- _Task brief_:
Tally every line of the records below that includes "seam", and reply with the total alone.

- _Point localization data_:

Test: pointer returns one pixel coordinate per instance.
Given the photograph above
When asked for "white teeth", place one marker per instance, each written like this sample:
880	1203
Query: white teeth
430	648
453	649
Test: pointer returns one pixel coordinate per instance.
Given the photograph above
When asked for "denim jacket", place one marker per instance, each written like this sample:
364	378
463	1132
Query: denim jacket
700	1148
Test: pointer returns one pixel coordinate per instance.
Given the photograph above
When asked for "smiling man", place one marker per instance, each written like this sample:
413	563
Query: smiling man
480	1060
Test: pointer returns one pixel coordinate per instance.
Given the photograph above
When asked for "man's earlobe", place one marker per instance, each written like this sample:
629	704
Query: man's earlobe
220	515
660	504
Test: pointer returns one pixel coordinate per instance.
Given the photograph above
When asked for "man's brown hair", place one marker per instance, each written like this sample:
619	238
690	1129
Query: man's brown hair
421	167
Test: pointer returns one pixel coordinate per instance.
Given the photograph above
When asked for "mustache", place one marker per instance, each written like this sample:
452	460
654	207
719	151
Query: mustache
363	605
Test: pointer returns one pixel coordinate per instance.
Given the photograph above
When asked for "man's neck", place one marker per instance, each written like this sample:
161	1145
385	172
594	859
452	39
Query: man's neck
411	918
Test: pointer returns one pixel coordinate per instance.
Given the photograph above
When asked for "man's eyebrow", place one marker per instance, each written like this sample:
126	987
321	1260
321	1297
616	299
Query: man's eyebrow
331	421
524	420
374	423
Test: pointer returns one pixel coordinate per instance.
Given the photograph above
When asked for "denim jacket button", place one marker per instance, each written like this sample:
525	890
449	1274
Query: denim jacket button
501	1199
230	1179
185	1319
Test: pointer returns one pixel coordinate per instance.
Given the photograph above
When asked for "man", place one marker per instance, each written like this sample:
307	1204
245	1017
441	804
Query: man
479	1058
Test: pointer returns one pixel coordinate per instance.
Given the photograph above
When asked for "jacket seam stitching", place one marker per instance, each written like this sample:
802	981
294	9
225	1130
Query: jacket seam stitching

- _Result_:
2